● **Supplied passage**
═══

Welcome to the forum Anne, hope to see more contributions in the future, as said in my previous post I have never visited Tagum but is in my bucket list and once we move,,,,, finally we will get to the southern Island and explore.

Cheers, Steve.


----------



## greenstreak1946 (May 28, 2017)

I can say Tagum City is fairly nice for a small town. They do have a lot of malls there. the new Gaisano mall is real nice. They now have completed the movie theater on top level. I lived in Tagum for 9 months about 4 years ago. I enjoyed being there. I am returning there to live again. the only real problem they have is the sewer system. It is an open drainage ditch that doesn't drain so well. A lot of smell comes from it. I like not having so much traffic also. there is no cabs or buses that run through the city. Either ride a tricycle, walk or own your own car. I am actually going to buy my own tricycle. 

Art


----------



## cyberfx1024 (May 21, 2015)

hogrider said:


> The models we looked at were on a subdivision called "Celerina" in Davao. They were single storey 80 sqm so yes about 900 soft, and the price depending on the model, was Php4.5m for the 4br unit. I built my own house, 2 story 155 sqm on a golf course for Php4.6m plus Php1m for a 220 sqm lot. The difference in build quality is vast.

═══

● **Listed entries**

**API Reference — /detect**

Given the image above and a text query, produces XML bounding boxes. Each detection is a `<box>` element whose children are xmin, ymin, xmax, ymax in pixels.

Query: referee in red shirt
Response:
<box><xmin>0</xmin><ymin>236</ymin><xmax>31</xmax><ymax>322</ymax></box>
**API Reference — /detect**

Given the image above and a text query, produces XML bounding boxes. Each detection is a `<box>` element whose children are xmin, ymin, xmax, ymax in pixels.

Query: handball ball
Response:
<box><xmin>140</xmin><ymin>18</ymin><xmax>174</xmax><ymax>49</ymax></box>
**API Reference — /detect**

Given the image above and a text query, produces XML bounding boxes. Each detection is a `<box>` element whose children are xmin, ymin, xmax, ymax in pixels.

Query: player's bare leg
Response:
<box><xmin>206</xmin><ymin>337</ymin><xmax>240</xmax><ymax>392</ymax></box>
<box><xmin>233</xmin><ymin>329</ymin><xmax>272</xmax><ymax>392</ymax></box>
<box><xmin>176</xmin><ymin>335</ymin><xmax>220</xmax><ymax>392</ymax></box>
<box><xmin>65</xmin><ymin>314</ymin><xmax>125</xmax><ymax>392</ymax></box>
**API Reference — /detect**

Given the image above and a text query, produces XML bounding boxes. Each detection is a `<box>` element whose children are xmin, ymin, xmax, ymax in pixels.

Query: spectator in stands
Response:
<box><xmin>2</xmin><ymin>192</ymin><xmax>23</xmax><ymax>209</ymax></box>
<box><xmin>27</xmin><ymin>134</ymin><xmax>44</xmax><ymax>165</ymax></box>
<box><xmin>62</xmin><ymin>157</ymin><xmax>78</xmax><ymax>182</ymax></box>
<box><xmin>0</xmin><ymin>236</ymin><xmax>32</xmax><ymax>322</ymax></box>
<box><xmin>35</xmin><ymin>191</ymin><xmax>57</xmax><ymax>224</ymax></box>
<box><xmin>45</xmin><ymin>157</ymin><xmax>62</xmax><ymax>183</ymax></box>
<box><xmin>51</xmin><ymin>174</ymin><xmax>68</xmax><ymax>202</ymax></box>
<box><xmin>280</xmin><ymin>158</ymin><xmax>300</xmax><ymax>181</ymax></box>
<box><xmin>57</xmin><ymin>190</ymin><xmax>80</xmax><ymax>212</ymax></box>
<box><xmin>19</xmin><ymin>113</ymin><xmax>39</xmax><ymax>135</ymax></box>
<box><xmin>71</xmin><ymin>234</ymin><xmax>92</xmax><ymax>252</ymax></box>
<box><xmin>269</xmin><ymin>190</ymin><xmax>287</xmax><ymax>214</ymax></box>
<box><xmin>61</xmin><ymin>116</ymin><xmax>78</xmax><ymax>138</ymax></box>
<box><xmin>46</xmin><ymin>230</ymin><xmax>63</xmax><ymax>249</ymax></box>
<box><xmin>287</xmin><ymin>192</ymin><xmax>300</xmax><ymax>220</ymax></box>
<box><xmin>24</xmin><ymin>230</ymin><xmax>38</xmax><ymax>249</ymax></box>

═══

● **Task requirements**
1. Transcribe the forum thread starting with "Welcome to the" and going on through "Island and explore.".
2. Does the forum thread support each statement below? Answer yes or no for each, quoting the words that decide it.
(a) The movie theater at the new Gaisano mall is on the top level.
(b) Cabs and buses run through Tagum City.
(c) The single-storey models in the "Celerina" subdivision were 80 sqm.
Answer from the forum thread alone.

● **Written responses**
1.
Welcome to the forum Anne, hope to see more contributions in the future, as said in my previous post I have never visited Tagum but is in my bucket list and once we move,,,,, finally we will get to the southern Island and explore.

2.
(a) Yes: "They now have completed the movie theater on top level."
(b) No: "there is no cabs or buses that run through the city."
(c) Yes: "They were single storey 80 sqm"